**WORK TO DO:** Count the lines in the items below that contain the string "coat", treating uppercase and lowercase letters as different, and reply with the number alone.
========
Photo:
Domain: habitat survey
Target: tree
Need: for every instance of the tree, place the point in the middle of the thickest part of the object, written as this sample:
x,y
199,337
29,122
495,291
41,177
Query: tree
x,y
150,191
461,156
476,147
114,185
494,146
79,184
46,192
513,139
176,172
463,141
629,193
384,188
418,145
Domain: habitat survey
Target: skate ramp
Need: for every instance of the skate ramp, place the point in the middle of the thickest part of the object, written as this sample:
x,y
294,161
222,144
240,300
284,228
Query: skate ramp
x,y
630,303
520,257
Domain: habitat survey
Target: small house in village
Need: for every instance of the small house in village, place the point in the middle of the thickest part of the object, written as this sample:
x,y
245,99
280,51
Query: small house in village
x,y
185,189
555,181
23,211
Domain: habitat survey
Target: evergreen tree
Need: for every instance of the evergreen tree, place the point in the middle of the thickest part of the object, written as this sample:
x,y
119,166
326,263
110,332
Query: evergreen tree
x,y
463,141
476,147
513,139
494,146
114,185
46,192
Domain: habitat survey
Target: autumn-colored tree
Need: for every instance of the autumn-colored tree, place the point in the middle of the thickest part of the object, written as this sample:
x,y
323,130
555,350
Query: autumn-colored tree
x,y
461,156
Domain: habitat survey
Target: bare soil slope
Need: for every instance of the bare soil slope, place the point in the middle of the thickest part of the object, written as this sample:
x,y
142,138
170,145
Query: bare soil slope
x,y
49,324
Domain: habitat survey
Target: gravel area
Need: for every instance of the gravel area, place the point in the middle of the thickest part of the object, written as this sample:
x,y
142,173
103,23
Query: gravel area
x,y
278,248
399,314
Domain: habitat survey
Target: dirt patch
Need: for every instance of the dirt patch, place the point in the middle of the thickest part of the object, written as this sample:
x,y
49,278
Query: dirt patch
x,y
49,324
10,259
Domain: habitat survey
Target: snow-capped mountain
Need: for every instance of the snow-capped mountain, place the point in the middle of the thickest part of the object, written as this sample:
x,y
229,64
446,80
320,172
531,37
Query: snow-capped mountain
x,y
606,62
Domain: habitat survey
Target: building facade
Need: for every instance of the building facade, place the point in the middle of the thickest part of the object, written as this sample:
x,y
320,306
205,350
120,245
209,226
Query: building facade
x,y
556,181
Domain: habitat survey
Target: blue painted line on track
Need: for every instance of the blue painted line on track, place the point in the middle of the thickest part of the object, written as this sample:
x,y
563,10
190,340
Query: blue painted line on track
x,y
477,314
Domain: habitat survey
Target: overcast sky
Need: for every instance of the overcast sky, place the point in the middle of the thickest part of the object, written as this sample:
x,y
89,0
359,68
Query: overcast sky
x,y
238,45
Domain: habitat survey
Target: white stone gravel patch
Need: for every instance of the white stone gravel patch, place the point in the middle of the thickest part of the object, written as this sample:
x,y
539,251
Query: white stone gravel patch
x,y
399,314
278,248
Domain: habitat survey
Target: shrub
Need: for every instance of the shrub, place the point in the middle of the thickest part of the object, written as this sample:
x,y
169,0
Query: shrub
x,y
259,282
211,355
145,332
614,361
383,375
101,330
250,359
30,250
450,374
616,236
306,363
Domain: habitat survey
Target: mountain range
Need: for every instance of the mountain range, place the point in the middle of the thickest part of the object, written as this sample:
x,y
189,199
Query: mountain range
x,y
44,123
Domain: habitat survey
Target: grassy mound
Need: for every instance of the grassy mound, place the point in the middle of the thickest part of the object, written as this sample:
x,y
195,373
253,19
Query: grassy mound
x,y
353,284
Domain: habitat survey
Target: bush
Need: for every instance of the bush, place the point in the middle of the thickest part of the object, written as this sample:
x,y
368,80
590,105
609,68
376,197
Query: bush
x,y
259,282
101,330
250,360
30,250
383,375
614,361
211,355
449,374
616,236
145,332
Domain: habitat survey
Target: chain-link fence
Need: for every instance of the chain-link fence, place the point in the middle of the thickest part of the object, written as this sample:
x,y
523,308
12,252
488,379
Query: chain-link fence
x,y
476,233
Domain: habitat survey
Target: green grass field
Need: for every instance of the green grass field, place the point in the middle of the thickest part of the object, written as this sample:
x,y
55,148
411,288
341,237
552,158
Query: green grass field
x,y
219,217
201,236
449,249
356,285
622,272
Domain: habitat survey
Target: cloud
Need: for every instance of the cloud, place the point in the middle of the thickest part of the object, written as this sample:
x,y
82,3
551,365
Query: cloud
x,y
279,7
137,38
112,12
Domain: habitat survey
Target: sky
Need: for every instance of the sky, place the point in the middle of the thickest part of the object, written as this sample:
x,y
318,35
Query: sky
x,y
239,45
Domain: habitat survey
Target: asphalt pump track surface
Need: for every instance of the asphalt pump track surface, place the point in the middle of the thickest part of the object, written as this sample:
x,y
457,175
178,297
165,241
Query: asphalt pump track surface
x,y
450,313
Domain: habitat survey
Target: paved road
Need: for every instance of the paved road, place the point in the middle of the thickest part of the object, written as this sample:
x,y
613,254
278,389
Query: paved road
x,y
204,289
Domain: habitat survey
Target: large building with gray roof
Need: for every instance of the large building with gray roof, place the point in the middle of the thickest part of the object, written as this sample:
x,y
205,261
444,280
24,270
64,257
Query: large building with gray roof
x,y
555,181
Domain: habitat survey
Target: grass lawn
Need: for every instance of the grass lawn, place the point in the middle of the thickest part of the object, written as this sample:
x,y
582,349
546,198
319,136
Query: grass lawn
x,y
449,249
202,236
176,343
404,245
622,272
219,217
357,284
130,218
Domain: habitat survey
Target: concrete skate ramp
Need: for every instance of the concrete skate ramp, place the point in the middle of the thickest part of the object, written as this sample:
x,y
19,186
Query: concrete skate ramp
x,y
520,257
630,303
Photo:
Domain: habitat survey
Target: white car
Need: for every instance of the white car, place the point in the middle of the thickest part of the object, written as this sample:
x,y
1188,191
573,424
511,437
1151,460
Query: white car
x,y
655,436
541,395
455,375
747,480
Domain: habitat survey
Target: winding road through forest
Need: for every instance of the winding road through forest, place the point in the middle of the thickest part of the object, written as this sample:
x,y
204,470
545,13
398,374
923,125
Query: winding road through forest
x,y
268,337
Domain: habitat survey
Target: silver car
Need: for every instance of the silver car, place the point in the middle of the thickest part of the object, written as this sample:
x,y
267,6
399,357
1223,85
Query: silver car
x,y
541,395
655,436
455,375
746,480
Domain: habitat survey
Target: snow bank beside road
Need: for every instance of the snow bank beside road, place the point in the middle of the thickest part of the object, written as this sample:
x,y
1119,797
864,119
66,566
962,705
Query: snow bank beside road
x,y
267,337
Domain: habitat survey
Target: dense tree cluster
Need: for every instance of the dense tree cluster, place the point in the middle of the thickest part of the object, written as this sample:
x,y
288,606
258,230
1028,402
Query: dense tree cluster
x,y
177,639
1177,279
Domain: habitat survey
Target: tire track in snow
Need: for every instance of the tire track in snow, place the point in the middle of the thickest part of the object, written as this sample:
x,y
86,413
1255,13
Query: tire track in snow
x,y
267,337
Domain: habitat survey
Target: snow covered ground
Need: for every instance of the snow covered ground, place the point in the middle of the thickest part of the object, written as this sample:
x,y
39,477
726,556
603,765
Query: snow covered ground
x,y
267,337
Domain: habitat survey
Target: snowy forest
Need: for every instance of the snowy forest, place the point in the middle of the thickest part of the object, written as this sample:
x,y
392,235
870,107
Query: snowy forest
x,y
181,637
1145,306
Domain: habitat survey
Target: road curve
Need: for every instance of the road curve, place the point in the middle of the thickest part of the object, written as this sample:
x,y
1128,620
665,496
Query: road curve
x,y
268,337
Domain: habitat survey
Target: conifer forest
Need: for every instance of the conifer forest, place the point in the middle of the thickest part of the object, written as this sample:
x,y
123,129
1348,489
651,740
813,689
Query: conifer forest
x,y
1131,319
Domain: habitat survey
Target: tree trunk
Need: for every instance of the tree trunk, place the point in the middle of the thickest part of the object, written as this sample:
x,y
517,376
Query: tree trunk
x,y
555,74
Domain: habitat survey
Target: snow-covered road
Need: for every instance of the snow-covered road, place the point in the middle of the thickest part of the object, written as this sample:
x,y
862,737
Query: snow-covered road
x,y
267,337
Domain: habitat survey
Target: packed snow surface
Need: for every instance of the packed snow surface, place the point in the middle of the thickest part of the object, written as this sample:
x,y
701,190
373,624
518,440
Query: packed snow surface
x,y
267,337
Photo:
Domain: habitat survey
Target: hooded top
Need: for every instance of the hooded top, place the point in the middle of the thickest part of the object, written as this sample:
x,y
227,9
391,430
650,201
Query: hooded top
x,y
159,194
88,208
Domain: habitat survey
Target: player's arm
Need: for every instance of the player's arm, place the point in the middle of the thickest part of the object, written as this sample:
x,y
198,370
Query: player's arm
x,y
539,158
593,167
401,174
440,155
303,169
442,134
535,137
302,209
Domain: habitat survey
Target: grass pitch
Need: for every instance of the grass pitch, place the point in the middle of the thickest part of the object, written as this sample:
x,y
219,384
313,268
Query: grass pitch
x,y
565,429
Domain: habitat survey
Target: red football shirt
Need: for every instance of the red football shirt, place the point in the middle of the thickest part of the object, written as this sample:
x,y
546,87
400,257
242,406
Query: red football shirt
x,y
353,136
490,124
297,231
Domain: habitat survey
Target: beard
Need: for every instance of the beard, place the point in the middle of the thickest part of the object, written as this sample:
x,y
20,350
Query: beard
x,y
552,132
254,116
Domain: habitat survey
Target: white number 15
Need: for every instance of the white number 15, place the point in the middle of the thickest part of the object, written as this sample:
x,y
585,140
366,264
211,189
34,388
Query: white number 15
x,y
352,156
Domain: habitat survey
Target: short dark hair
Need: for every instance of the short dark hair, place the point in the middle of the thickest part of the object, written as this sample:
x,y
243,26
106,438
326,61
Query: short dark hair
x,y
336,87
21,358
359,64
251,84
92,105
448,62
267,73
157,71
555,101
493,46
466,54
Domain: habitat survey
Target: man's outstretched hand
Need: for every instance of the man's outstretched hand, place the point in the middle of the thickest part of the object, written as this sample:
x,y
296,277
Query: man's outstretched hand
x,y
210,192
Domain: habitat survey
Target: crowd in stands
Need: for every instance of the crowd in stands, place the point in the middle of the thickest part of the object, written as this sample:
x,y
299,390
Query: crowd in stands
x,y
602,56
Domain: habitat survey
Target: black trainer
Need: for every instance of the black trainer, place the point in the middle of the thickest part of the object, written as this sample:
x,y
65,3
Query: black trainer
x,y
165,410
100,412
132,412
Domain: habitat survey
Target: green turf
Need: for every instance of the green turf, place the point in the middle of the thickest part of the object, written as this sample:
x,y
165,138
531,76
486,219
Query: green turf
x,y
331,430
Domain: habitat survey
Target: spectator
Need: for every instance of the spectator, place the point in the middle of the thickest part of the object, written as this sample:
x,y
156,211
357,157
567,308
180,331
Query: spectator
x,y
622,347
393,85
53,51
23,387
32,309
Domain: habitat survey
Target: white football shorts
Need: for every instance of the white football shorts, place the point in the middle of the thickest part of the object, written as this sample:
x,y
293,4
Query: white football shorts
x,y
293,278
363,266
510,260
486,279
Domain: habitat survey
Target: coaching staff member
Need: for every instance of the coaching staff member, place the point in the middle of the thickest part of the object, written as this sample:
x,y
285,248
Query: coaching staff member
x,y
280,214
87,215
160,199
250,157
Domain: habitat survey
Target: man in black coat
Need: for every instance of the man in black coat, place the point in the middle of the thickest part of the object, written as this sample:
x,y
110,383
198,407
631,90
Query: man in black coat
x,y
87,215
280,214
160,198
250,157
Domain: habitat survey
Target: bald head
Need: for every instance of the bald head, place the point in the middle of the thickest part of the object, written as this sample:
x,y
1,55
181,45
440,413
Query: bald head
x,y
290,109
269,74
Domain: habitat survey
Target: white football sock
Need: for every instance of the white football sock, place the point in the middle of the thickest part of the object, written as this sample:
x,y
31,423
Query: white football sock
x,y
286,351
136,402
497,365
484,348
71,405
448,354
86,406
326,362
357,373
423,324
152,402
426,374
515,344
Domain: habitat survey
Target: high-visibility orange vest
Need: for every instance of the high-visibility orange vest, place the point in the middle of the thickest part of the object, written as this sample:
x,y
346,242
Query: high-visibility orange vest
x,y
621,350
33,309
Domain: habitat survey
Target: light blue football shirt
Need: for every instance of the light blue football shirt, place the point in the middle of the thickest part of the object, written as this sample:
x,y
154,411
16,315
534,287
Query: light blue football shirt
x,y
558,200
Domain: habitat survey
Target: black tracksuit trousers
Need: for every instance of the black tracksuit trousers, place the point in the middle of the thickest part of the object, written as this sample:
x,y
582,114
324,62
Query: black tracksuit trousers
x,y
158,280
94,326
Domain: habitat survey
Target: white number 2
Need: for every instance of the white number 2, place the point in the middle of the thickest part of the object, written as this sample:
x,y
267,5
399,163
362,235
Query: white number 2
========
**RESULT BELOW:** 3